-- Records supplied --
•••••
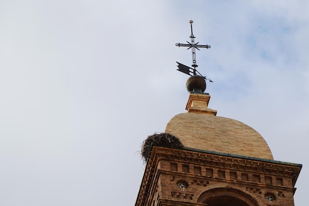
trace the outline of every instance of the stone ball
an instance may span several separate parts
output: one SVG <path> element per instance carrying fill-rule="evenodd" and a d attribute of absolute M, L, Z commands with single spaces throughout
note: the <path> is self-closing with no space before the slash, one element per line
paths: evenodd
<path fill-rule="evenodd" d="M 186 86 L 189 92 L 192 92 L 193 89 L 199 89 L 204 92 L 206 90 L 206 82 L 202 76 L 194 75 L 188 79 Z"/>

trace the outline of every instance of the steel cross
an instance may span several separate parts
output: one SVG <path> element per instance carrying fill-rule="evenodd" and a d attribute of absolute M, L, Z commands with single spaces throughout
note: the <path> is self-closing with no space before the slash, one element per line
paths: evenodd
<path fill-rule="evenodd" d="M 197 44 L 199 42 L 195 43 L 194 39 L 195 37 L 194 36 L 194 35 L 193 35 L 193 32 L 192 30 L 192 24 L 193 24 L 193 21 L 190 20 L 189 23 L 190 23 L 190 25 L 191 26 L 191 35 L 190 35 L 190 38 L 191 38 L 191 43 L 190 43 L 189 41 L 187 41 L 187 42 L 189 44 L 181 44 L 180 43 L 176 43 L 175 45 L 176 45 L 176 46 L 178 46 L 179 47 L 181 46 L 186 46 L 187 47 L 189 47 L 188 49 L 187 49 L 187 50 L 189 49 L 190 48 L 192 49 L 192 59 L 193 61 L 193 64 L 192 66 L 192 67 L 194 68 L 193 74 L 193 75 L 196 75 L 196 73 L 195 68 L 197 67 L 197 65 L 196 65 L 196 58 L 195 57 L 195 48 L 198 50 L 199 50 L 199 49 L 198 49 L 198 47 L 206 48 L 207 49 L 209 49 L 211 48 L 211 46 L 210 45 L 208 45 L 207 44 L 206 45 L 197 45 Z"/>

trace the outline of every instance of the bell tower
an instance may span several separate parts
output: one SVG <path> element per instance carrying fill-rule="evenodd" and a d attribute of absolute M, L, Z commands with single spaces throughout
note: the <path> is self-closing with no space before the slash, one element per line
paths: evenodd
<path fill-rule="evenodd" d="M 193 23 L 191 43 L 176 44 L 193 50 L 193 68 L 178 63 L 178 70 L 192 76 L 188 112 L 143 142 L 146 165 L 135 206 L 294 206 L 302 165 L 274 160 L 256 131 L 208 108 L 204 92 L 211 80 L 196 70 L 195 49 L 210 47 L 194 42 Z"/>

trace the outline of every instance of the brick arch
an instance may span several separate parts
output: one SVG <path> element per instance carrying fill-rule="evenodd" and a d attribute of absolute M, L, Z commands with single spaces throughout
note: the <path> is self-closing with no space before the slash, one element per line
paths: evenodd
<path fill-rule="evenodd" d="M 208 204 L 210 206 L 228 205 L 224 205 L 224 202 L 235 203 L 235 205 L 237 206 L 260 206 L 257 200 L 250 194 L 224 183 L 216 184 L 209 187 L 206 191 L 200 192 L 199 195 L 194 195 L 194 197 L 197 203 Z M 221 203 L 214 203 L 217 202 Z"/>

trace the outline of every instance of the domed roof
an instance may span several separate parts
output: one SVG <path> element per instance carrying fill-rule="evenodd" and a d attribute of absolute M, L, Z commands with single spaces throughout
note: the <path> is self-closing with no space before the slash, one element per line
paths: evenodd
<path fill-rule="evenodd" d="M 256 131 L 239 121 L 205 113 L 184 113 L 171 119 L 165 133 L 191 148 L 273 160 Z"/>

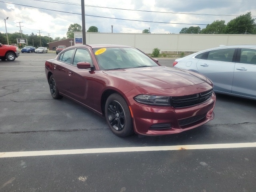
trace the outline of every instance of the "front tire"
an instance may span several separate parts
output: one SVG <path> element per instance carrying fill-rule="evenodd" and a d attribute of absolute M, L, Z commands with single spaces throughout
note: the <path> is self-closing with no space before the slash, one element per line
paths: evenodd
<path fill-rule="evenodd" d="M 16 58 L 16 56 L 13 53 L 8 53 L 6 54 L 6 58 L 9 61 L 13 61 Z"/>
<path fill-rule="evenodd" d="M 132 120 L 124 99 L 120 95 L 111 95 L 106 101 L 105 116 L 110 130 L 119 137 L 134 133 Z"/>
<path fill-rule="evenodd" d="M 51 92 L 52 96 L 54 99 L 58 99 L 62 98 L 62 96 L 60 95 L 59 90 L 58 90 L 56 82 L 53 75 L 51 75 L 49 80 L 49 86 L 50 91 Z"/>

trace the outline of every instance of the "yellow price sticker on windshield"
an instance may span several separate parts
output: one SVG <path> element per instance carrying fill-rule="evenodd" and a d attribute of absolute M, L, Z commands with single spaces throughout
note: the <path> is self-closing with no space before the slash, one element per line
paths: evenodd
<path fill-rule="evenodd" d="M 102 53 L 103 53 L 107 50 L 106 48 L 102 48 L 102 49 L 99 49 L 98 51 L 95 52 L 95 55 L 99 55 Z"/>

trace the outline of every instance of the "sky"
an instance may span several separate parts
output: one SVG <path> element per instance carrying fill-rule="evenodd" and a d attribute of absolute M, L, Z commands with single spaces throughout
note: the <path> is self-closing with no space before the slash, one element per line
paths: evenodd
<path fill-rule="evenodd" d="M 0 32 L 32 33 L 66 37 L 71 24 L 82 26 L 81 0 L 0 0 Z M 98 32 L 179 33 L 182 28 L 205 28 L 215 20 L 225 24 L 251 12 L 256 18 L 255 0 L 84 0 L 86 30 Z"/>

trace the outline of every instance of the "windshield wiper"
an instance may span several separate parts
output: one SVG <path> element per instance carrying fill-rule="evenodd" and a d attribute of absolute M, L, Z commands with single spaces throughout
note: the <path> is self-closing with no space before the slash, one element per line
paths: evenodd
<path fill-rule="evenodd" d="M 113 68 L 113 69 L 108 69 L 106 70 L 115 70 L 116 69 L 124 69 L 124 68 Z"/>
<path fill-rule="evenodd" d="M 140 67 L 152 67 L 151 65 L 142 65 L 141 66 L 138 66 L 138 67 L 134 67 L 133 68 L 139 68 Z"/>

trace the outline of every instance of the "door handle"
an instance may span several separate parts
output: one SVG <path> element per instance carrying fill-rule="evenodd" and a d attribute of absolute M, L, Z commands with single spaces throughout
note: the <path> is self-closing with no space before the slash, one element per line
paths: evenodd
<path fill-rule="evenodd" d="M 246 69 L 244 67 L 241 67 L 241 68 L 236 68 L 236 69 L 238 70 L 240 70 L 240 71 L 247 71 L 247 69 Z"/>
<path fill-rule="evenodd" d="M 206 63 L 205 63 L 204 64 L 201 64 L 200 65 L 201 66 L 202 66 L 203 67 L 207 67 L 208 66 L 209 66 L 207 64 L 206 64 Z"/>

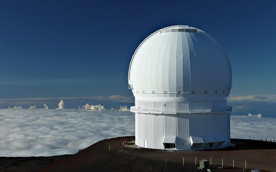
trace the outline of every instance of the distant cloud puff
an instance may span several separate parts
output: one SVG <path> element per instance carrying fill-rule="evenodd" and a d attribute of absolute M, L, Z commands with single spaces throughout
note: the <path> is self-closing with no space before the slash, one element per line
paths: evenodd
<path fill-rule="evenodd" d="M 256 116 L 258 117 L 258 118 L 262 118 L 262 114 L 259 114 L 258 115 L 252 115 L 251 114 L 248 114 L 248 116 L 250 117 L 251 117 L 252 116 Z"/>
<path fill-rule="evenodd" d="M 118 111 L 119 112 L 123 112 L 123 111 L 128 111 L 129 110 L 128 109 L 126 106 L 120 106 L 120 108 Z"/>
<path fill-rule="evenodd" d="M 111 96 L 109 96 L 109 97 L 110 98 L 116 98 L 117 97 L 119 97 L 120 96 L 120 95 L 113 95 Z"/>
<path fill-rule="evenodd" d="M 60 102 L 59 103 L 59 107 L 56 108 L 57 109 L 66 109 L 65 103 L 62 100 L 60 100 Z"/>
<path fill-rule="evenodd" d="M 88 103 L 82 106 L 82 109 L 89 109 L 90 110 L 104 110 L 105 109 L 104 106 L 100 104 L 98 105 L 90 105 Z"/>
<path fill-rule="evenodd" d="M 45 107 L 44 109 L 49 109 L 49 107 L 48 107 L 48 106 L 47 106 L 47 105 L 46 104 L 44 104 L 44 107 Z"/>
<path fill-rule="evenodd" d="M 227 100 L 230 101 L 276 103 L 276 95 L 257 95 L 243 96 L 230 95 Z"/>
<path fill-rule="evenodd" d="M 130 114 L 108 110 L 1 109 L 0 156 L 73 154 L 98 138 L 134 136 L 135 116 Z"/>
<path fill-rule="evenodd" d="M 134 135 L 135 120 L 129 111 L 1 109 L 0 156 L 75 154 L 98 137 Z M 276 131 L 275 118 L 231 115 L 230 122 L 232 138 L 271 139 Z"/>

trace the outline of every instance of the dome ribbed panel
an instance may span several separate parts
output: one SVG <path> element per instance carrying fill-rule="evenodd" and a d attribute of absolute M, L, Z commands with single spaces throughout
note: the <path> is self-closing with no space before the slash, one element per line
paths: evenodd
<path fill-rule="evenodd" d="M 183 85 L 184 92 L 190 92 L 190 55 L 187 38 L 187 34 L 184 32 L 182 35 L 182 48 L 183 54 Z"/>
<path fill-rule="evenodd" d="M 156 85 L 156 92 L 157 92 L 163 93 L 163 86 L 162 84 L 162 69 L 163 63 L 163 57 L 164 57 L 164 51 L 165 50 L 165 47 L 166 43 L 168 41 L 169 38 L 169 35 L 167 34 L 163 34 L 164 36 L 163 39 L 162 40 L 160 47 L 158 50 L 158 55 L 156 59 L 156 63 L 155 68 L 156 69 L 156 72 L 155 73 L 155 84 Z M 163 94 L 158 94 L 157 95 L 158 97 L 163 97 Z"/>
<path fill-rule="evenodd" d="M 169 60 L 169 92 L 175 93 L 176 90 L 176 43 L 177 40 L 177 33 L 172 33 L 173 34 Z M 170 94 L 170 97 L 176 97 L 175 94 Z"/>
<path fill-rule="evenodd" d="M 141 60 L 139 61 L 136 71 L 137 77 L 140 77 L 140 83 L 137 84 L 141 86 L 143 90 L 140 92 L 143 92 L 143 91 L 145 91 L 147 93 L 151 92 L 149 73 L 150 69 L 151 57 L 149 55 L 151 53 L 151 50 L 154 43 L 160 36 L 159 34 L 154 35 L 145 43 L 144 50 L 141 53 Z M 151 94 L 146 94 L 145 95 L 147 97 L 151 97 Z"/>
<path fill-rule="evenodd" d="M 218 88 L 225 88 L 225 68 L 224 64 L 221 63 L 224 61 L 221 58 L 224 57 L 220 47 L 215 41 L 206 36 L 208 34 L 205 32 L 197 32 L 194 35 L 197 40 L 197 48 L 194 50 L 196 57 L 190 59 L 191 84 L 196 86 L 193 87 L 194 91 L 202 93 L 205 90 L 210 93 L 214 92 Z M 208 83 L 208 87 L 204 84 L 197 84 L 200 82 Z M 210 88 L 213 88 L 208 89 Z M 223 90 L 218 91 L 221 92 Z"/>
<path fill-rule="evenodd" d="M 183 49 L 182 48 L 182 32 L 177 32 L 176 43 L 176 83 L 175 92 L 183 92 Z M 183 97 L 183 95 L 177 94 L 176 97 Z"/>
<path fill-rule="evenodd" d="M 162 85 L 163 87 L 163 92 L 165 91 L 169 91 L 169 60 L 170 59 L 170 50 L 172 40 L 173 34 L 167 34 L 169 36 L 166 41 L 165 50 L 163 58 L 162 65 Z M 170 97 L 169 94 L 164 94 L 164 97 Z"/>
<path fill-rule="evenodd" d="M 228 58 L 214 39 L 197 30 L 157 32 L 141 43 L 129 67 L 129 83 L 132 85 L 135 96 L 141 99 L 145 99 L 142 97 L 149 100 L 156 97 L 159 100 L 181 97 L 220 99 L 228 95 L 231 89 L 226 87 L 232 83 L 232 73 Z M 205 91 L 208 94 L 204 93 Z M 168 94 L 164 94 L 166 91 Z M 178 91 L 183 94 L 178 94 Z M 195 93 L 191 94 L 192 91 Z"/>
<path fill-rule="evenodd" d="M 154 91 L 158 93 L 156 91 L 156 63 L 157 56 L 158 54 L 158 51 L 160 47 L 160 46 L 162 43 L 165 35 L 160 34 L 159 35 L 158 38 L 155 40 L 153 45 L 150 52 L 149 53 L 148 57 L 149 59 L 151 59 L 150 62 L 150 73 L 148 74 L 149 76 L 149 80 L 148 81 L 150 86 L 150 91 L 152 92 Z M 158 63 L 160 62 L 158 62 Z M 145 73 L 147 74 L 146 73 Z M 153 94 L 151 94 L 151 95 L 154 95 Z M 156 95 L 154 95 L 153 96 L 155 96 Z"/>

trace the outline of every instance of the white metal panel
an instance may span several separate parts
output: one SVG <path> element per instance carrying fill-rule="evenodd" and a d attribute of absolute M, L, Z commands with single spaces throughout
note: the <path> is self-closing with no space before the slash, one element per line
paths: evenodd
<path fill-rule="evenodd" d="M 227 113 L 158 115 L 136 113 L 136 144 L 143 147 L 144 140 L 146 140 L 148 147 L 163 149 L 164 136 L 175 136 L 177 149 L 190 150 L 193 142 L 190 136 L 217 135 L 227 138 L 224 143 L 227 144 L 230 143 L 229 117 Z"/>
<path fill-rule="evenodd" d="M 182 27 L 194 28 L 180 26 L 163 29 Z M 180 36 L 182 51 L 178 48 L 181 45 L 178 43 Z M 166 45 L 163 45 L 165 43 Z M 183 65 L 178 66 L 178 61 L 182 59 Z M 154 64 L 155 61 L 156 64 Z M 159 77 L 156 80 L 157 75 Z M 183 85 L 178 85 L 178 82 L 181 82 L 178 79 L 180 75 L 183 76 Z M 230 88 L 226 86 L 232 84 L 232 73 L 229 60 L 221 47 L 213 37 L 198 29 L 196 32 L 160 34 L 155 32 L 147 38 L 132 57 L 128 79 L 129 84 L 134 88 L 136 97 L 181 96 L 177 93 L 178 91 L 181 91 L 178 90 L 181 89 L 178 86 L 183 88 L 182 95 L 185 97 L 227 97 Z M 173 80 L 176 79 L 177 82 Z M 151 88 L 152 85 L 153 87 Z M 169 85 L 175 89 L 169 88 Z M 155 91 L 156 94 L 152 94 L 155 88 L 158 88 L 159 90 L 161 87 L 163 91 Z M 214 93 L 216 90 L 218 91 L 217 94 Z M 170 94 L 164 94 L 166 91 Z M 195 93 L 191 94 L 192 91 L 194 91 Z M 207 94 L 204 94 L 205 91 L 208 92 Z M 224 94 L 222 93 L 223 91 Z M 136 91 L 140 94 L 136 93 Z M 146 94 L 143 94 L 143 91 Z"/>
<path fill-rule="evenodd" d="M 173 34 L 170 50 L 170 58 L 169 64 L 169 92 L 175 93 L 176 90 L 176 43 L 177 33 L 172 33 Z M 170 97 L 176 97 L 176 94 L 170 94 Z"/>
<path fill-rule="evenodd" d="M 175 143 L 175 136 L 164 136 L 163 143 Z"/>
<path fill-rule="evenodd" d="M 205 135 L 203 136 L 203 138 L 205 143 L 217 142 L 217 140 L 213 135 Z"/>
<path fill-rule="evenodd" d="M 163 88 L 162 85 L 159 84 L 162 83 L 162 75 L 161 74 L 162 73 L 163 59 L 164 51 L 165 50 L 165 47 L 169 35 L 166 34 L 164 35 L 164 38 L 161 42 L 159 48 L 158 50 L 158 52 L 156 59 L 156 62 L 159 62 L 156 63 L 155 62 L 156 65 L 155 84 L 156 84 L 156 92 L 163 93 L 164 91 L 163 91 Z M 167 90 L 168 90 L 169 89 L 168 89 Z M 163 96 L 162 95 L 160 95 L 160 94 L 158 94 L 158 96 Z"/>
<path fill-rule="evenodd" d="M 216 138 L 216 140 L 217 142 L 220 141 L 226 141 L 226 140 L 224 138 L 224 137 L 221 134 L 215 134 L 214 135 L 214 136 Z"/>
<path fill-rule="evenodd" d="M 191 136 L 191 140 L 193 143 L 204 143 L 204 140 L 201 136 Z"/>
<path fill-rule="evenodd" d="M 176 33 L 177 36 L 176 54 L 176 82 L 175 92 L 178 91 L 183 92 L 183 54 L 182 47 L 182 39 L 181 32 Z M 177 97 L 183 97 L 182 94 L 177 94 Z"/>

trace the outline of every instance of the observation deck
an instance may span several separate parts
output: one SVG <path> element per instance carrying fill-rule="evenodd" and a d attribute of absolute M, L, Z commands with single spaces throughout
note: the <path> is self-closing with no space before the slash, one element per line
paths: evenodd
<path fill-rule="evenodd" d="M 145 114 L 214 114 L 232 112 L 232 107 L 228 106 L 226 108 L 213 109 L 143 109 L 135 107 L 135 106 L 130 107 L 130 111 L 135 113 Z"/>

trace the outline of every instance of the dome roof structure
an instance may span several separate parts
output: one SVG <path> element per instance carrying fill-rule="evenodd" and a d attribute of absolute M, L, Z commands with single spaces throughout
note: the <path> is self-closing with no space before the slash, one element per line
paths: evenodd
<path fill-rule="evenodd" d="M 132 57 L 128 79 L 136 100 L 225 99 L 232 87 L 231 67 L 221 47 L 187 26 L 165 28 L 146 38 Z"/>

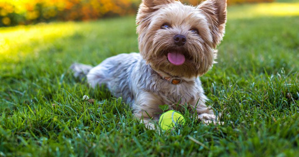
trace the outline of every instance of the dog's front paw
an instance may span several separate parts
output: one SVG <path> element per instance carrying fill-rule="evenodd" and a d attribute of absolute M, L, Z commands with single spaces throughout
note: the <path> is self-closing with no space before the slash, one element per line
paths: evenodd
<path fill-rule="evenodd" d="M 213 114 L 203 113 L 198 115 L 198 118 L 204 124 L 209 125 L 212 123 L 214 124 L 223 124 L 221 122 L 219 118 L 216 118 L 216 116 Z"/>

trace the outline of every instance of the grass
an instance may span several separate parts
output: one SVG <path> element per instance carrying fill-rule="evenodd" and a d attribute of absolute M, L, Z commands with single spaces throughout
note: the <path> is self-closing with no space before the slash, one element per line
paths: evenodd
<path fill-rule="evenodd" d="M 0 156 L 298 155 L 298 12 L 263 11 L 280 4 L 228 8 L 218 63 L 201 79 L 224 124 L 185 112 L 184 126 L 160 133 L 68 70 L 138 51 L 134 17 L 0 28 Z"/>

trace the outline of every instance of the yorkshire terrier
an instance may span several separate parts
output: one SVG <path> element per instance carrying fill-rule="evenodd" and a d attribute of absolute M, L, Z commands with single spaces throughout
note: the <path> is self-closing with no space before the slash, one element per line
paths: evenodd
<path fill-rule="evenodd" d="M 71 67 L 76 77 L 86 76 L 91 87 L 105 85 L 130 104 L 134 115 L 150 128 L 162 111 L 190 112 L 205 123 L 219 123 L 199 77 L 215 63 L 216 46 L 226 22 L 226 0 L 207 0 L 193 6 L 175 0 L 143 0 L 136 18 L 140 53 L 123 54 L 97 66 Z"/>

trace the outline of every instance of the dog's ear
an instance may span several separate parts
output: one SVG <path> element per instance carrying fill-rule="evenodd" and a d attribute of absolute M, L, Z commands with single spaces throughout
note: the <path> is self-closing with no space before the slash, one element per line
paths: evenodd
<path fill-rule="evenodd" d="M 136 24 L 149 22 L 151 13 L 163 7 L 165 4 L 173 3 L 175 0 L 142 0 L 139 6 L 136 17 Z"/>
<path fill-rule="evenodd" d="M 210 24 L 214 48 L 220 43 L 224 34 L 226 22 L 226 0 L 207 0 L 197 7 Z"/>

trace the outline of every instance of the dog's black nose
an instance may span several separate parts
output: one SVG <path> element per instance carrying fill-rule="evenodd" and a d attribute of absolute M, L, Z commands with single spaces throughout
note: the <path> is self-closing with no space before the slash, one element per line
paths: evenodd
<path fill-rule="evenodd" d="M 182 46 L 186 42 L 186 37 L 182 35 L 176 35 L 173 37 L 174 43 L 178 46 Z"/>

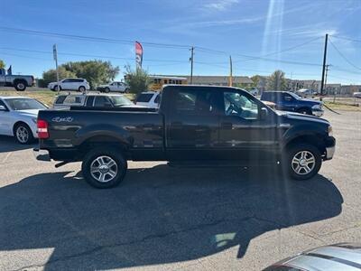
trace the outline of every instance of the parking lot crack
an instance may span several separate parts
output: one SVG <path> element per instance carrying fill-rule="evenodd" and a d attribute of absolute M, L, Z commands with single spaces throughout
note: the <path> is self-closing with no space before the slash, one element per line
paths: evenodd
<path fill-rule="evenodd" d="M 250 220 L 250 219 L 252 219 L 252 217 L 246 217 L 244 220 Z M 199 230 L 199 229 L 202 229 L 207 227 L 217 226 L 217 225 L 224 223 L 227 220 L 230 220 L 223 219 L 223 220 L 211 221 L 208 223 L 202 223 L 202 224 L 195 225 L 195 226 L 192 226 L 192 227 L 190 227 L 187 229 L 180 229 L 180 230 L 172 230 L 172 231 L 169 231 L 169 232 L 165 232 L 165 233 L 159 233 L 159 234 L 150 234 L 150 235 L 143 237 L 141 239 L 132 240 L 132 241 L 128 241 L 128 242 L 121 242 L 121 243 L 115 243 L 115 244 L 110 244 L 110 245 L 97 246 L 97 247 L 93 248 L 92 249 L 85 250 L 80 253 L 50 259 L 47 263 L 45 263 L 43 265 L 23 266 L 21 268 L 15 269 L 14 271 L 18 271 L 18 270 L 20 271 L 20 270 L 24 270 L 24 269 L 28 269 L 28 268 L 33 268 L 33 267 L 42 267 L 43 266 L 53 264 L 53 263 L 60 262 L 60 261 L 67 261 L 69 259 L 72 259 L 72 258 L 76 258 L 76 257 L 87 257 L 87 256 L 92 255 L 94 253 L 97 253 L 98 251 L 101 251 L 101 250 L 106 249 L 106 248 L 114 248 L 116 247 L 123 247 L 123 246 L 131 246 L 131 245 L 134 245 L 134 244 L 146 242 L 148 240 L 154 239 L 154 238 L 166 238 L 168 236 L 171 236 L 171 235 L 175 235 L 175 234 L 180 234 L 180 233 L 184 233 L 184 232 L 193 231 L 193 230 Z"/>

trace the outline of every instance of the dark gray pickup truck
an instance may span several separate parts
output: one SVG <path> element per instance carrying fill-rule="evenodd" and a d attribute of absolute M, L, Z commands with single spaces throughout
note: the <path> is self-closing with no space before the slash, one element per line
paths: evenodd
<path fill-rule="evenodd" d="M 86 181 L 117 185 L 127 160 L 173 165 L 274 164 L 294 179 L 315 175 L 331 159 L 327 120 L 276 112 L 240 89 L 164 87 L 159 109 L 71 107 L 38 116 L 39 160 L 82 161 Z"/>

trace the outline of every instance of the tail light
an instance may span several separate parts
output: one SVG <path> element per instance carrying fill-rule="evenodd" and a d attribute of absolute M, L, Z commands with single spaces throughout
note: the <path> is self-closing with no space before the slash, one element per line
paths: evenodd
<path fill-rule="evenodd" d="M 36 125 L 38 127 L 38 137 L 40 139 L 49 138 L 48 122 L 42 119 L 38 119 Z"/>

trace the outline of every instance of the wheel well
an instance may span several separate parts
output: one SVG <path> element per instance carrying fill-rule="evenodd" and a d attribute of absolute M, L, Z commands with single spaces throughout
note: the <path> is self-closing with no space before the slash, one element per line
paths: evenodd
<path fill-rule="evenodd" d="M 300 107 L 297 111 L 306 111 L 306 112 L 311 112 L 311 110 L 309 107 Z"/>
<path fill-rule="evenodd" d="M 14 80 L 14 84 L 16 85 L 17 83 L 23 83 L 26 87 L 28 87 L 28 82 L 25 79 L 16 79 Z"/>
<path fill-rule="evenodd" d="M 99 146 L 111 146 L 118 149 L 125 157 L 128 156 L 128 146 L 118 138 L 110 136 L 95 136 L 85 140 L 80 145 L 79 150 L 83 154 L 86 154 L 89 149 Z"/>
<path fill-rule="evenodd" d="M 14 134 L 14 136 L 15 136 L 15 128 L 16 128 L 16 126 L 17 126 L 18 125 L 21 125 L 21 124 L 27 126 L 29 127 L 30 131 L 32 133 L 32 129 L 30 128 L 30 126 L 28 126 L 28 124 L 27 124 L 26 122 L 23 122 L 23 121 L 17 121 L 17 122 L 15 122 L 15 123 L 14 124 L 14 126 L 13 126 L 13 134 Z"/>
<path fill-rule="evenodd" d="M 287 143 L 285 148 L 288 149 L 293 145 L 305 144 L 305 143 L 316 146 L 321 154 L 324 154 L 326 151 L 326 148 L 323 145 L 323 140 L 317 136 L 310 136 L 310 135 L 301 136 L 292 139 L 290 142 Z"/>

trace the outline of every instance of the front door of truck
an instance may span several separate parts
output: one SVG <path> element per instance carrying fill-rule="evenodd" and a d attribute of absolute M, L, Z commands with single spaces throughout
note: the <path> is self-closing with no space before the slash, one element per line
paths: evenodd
•••••
-- Work to do --
Render the listing above as a Markdown table with the columns Number and Text, one numbered row per line. Start at the beginning of the listing, stop after the line that contains "186 86 L 189", and leave out blank lines and the picture.

-- Exercise solution --
| Number | Text |
|---|---|
| 1 | trace the outline of every instance of the stone ball |
| 2 | an instance may span several separate parts |
| 3 | output: one SVG <path> element per instance carrying fill-rule="evenodd" and a d attribute of absolute M, L, Z commands with single spaces throughout |
| 4 | note: the <path> is self-closing with no space before the slash, one element per line |
| 5 | paths: evenodd |
| 6 | <path fill-rule="evenodd" d="M 186 86 L 189 92 L 192 92 L 193 89 L 199 89 L 204 92 L 206 90 L 206 82 L 202 76 L 194 75 L 188 79 Z"/> |